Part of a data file
--*--
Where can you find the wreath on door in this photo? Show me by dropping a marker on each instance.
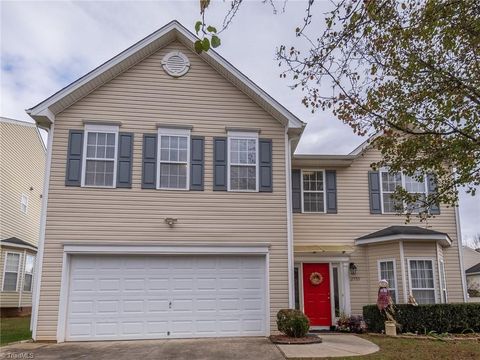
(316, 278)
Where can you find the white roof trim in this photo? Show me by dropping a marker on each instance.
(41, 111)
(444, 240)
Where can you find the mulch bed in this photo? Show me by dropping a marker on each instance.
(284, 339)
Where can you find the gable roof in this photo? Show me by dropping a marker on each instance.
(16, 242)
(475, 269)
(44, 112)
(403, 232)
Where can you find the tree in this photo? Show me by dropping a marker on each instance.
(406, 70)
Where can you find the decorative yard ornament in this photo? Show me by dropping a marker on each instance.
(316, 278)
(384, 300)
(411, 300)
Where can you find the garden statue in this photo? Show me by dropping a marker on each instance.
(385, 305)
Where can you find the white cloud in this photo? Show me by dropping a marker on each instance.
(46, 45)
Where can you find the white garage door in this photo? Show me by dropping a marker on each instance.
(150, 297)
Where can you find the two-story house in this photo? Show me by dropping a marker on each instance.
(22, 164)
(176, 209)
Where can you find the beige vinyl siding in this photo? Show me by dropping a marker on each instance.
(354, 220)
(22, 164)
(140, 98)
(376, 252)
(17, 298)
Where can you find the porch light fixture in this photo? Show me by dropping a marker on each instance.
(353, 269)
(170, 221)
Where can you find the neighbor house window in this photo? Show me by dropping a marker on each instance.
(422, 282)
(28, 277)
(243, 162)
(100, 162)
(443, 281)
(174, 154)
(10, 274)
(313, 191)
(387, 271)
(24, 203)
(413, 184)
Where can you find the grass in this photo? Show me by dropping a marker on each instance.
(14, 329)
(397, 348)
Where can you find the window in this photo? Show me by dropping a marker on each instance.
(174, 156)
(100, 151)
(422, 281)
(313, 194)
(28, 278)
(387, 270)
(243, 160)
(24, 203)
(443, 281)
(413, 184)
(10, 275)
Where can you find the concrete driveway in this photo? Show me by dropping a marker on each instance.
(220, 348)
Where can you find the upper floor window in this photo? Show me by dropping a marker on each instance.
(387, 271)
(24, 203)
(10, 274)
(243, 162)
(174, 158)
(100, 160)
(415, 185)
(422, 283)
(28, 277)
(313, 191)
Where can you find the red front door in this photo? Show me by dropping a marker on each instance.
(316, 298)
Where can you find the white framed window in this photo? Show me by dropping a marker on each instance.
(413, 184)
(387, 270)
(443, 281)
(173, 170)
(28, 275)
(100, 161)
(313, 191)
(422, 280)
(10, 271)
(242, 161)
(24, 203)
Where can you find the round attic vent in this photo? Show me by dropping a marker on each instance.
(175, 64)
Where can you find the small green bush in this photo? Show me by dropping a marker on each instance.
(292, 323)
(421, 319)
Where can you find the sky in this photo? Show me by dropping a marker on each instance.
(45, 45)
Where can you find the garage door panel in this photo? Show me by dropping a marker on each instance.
--*--
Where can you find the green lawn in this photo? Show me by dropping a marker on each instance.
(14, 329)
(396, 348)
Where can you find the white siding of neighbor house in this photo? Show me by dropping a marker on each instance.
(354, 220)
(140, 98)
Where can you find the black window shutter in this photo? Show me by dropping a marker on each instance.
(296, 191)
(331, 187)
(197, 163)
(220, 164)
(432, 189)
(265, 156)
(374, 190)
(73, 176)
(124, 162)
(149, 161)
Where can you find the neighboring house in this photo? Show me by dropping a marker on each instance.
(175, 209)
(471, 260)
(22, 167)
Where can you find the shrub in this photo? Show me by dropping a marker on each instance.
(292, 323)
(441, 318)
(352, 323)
--*--
■ To be done:
Please edit the listing, starting with the line with "Where can you find the small" and going on through the line with "Where can you find the garage", so that "bush" becomes "shrub" and nothing else changes.

■ Written response:
Where can you find the small green shrub in this photo? Show me by dropping a marker on each instance.
(292, 323)
(421, 319)
Where can you find the sky in this photo? Show me by dropping a marker on each instance.
(45, 45)
Where can you find the garage door panel in this photo? Show me by dropping a marker on each instance.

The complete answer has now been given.